WORK TASK
Quote the entries below from the line with "like (1253, 70)." through the line with "like (254, 36).", both ends included, and only those lines.

Start of STORED DATA

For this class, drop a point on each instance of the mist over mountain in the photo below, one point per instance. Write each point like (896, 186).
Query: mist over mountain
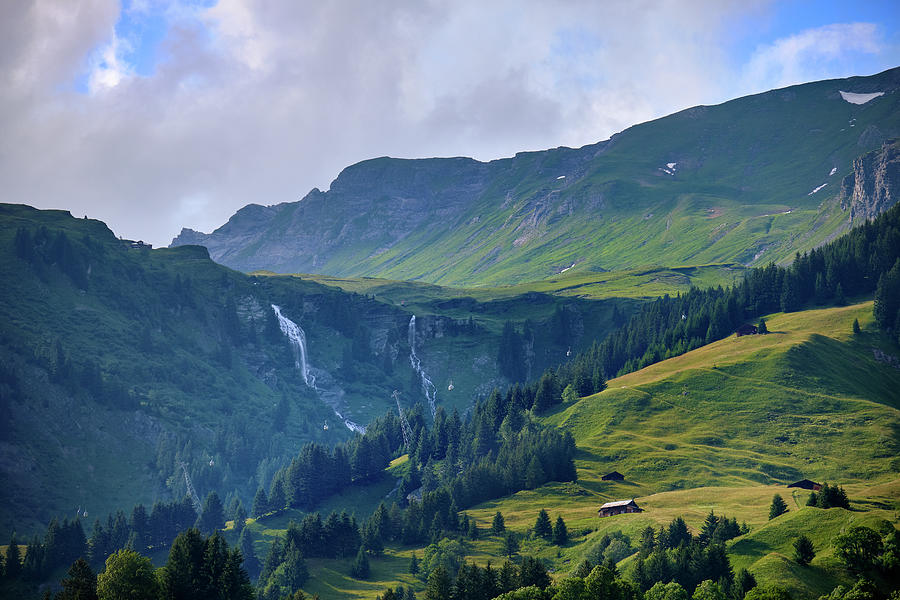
(752, 180)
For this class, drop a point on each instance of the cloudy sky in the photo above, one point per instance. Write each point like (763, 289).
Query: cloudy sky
(154, 115)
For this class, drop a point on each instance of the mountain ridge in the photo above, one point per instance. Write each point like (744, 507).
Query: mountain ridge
(751, 180)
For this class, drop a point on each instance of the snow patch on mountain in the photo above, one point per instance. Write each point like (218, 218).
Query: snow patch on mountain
(854, 98)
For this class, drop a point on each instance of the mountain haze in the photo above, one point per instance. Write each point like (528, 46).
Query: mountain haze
(752, 180)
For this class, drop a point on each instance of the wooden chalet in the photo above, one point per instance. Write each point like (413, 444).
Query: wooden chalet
(747, 329)
(806, 484)
(619, 507)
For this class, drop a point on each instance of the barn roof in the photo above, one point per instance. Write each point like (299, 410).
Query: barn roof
(617, 503)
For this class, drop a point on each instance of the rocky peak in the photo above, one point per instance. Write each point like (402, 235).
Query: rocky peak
(874, 185)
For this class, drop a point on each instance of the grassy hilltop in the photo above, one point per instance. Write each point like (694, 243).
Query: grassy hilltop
(721, 428)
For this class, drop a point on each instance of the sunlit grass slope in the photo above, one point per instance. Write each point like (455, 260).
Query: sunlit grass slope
(721, 428)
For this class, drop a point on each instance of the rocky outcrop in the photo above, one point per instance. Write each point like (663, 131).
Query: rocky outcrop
(874, 185)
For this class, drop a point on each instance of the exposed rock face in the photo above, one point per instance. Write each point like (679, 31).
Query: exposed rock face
(874, 185)
(677, 190)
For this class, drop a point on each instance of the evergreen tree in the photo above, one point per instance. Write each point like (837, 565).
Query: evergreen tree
(534, 474)
(182, 574)
(438, 586)
(260, 503)
(533, 572)
(510, 545)
(803, 550)
(128, 575)
(542, 526)
(560, 532)
(277, 497)
(80, 582)
(778, 507)
(251, 562)
(361, 565)
(472, 532)
(497, 525)
(887, 297)
(13, 560)
(583, 569)
(858, 548)
(212, 517)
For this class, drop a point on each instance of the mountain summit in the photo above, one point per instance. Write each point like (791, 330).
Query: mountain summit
(752, 180)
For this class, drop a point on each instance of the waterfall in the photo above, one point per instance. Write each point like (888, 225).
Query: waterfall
(428, 387)
(297, 337)
(332, 393)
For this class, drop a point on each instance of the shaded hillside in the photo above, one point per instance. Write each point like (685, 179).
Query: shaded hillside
(749, 181)
(119, 362)
(721, 428)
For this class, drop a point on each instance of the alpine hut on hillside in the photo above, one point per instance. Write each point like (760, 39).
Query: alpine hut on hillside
(618, 507)
(806, 484)
(747, 329)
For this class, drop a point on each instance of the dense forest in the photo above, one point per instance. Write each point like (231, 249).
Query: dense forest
(864, 261)
(454, 462)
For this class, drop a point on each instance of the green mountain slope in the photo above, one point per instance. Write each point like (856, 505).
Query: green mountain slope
(750, 181)
(721, 428)
(117, 362)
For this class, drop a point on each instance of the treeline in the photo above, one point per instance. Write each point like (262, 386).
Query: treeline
(284, 568)
(142, 531)
(197, 567)
(44, 248)
(455, 464)
(673, 554)
(863, 261)
(498, 450)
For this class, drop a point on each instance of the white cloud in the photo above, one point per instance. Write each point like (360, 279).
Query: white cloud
(260, 101)
(803, 56)
(108, 67)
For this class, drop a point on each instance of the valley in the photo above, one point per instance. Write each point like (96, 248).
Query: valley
(349, 389)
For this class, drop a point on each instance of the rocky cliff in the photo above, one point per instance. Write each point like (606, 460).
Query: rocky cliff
(874, 185)
(752, 180)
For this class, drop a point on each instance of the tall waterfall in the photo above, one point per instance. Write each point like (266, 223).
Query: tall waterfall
(298, 342)
(331, 393)
(428, 387)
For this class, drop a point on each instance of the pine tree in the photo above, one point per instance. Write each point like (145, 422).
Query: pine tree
(80, 583)
(361, 565)
(497, 525)
(251, 562)
(560, 532)
(778, 507)
(13, 560)
(128, 575)
(472, 532)
(542, 526)
(260, 503)
(534, 474)
(803, 550)
(510, 545)
(212, 517)
(438, 586)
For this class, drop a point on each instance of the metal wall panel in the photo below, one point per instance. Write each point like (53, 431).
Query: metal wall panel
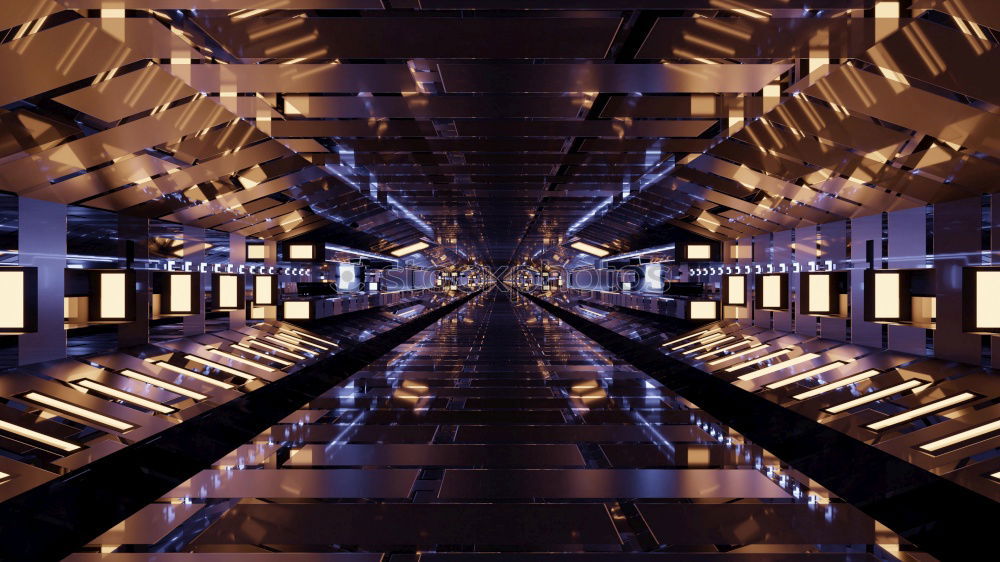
(833, 246)
(43, 246)
(956, 232)
(782, 254)
(805, 251)
(761, 254)
(907, 246)
(864, 229)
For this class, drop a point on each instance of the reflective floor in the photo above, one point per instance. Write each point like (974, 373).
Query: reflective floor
(498, 433)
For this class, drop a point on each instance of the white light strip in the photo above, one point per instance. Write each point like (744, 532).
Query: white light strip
(678, 340)
(289, 344)
(192, 374)
(263, 345)
(61, 406)
(239, 359)
(220, 367)
(706, 339)
(836, 384)
(810, 373)
(968, 434)
(300, 341)
(721, 349)
(875, 396)
(779, 366)
(708, 345)
(262, 354)
(732, 356)
(319, 339)
(176, 389)
(40, 437)
(756, 360)
(125, 396)
(924, 410)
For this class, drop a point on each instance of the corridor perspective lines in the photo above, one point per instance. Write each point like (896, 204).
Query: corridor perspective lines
(498, 433)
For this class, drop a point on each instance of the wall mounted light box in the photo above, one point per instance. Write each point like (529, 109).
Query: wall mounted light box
(771, 292)
(887, 295)
(301, 252)
(112, 295)
(265, 290)
(734, 290)
(820, 292)
(298, 310)
(19, 285)
(227, 291)
(697, 251)
(181, 293)
(256, 252)
(980, 306)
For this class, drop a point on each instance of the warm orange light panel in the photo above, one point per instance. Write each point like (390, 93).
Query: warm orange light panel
(301, 251)
(112, 295)
(987, 302)
(699, 252)
(736, 288)
(819, 292)
(12, 288)
(589, 249)
(887, 292)
(407, 250)
(771, 286)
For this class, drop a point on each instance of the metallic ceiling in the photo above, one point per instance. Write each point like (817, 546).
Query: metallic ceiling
(499, 130)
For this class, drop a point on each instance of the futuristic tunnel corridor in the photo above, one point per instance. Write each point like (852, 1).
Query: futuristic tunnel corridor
(499, 280)
(499, 429)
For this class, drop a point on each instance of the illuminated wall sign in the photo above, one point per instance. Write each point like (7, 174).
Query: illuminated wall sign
(887, 295)
(300, 252)
(19, 287)
(589, 249)
(734, 290)
(256, 252)
(181, 293)
(772, 291)
(265, 290)
(980, 302)
(172, 265)
(696, 252)
(227, 291)
(702, 310)
(652, 277)
(820, 293)
(112, 295)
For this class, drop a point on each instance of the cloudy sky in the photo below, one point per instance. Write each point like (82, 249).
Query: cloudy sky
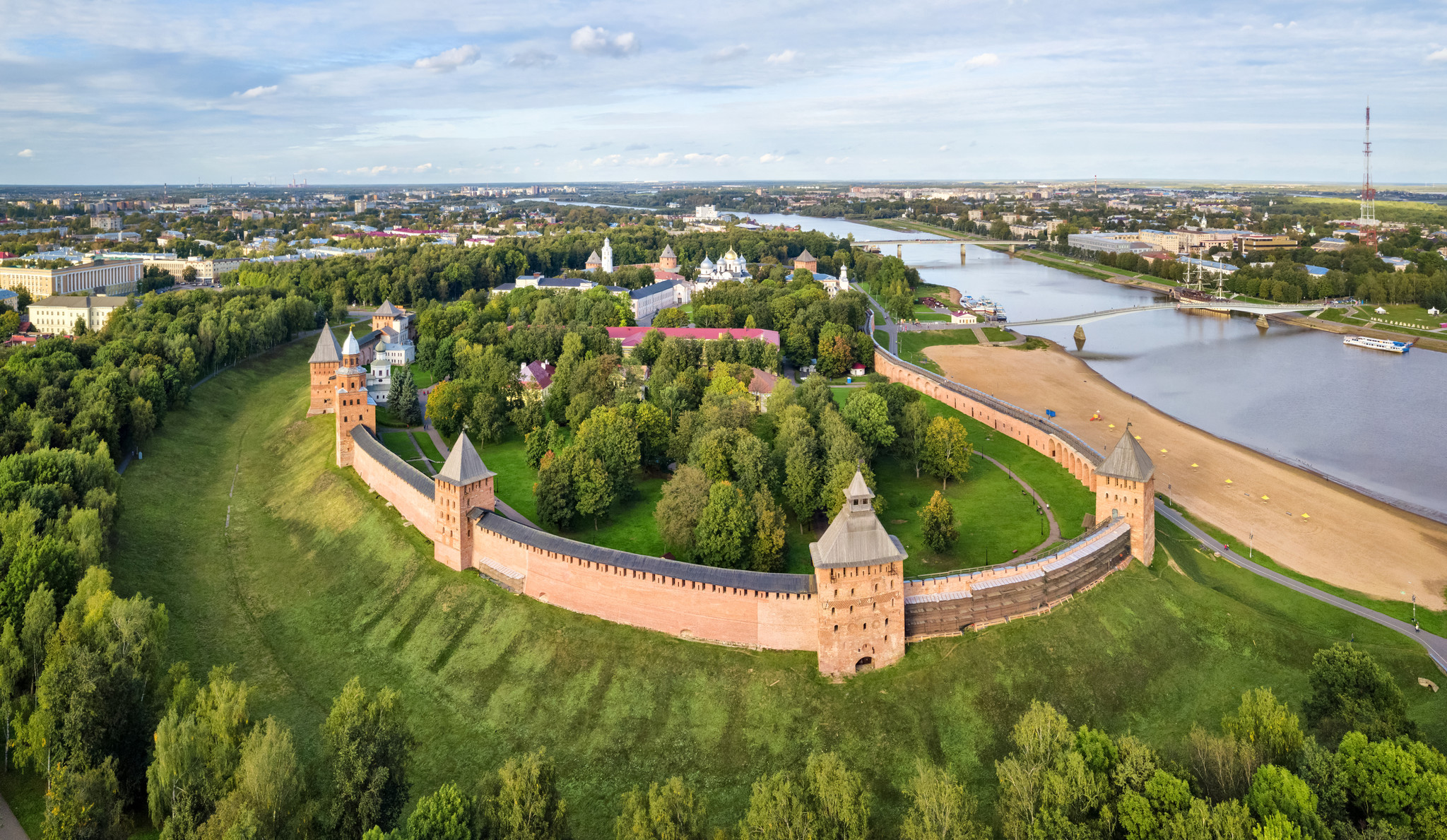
(364, 91)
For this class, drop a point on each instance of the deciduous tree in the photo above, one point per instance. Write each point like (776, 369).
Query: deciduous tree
(938, 523)
(947, 453)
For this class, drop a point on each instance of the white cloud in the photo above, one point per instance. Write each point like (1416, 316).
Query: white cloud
(660, 160)
(449, 59)
(601, 42)
(728, 52)
(531, 58)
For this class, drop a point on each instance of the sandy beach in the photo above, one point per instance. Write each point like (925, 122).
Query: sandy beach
(1299, 519)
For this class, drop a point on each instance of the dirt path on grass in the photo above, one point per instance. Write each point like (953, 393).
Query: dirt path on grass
(1306, 522)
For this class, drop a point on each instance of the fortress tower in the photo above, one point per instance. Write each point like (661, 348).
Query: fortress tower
(323, 365)
(463, 485)
(860, 572)
(353, 403)
(1125, 486)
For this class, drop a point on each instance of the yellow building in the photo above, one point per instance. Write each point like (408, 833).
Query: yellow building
(58, 314)
(81, 276)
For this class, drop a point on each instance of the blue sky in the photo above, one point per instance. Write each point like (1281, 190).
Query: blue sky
(136, 91)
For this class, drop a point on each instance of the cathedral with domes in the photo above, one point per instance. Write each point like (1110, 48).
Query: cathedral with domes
(730, 268)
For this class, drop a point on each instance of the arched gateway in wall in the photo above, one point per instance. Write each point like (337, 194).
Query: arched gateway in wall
(857, 610)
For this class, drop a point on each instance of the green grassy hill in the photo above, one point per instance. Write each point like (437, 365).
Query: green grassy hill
(316, 580)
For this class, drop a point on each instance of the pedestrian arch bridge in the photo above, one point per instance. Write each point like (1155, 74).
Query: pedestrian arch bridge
(1216, 305)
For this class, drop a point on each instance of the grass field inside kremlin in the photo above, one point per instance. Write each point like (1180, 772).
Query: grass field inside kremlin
(317, 581)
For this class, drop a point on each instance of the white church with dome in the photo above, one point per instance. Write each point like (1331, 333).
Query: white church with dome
(730, 268)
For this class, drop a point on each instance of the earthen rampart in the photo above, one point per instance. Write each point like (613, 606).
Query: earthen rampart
(748, 608)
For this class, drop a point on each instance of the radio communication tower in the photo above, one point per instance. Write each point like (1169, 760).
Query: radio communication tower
(1366, 225)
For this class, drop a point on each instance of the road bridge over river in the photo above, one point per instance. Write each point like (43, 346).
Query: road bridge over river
(1262, 309)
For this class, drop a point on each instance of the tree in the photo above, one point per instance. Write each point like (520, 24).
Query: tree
(937, 519)
(368, 748)
(839, 798)
(726, 525)
(940, 809)
(868, 415)
(555, 492)
(592, 486)
(1349, 690)
(12, 668)
(142, 421)
(269, 781)
(401, 398)
(521, 803)
(35, 631)
(835, 356)
(84, 804)
(802, 480)
(777, 810)
(945, 453)
(678, 512)
(444, 815)
(769, 534)
(1268, 726)
(912, 428)
(669, 812)
(540, 443)
(610, 439)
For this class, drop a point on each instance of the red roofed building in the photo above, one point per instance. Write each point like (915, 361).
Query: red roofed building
(630, 336)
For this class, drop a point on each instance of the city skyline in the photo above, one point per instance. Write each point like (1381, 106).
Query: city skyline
(141, 93)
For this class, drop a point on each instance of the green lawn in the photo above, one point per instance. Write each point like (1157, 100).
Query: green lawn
(317, 581)
(401, 446)
(421, 378)
(998, 521)
(429, 447)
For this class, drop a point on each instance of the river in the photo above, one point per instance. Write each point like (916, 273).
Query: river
(1364, 418)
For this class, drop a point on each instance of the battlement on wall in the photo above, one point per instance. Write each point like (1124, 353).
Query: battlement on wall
(952, 602)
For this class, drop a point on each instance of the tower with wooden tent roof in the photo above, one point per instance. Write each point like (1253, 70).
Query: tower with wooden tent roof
(323, 365)
(353, 403)
(1126, 486)
(465, 483)
(860, 573)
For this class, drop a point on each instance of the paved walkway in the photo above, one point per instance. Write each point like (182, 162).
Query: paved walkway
(1049, 515)
(1436, 645)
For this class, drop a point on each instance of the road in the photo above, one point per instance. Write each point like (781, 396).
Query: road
(1436, 645)
(889, 323)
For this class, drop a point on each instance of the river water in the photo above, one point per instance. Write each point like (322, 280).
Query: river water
(1365, 418)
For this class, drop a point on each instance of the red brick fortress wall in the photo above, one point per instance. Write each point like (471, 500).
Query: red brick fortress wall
(656, 601)
(385, 475)
(1036, 432)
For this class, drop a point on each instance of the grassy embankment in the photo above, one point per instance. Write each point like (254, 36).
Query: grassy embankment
(317, 581)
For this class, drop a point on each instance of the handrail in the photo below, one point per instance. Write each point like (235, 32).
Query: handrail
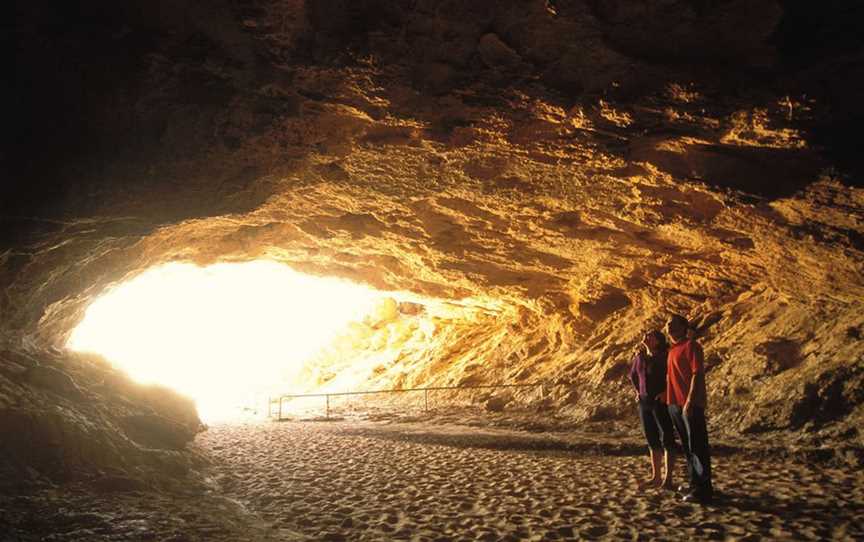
(426, 390)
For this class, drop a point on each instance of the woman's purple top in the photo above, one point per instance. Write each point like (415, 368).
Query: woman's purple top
(648, 373)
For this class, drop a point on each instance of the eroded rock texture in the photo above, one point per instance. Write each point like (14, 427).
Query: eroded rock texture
(565, 174)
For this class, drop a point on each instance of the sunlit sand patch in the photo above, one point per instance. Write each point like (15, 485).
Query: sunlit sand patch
(342, 482)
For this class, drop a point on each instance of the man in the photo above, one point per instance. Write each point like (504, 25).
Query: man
(686, 397)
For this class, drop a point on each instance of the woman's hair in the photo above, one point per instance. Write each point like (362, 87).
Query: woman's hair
(661, 338)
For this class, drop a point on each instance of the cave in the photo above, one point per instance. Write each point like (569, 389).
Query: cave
(466, 195)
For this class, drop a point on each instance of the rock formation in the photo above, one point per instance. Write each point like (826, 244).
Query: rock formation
(561, 174)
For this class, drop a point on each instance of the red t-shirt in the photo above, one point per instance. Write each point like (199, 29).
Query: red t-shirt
(685, 359)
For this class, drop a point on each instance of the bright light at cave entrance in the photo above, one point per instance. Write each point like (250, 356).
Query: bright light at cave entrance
(222, 333)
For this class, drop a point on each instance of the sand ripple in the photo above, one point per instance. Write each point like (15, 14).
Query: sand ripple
(333, 481)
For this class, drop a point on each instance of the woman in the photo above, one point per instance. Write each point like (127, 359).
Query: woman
(648, 374)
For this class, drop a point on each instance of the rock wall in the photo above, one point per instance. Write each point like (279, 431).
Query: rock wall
(568, 172)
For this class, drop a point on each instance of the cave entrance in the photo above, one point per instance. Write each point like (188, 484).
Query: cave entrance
(222, 334)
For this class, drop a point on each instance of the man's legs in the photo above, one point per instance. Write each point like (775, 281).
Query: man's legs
(667, 437)
(680, 425)
(652, 435)
(700, 452)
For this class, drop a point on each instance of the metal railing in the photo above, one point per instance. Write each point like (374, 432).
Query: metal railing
(282, 398)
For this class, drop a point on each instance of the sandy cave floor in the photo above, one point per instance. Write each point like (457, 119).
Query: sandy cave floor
(365, 480)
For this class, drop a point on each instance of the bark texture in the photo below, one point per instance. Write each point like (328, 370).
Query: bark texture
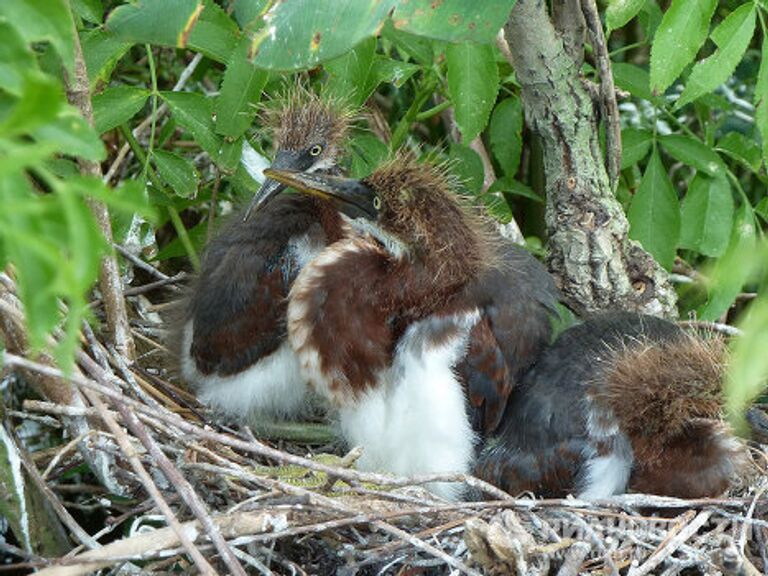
(596, 265)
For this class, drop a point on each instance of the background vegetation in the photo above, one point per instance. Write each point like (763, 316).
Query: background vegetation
(174, 140)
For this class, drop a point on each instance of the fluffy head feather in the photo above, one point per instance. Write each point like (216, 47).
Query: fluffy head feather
(304, 119)
(659, 389)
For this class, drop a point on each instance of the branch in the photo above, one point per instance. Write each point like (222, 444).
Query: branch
(145, 544)
(608, 106)
(110, 284)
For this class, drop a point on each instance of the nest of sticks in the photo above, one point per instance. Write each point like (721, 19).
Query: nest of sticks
(167, 489)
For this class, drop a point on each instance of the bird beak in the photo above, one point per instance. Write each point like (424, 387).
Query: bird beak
(350, 196)
(284, 160)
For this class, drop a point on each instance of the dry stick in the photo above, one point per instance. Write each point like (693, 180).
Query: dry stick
(78, 94)
(344, 474)
(186, 74)
(183, 487)
(146, 480)
(54, 388)
(333, 504)
(608, 105)
(574, 558)
(505, 500)
(669, 548)
(163, 538)
(53, 499)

End of STORED DATA

TASK OUTPUT
For this class, drop a point on each instance of the tower with wooden tent roof in the photo above, one point per instance. Write each point like (1253, 70).
Query: tower with wooden tent roof
(323, 365)
(353, 403)
(1126, 486)
(465, 483)
(860, 573)
For this class, drop a point on each instance of the paved walkway in the photo above, one point per instance. Write each point like (182, 162).
Query: paved walkway
(1049, 515)
(1436, 645)
For this class, drop a point on each instance of the road in the photo above, one point per instance. Write each point like (781, 396).
Query: road
(1436, 645)
(889, 323)
For this class, drop a point on each instance of the river water in the photo above, one point per instance. Write each point like (322, 280).
Query: river water
(1365, 418)
For this class, drop a point on each instance of the red brick fortress wall in the photo above, one point per instance. Write each point like (471, 500).
Query: red brick fortress wall
(656, 601)
(385, 475)
(1036, 432)
For this class, drop a point on each instance of the grassy embankment in the photo above, one point per instance. Write each point like (254, 36).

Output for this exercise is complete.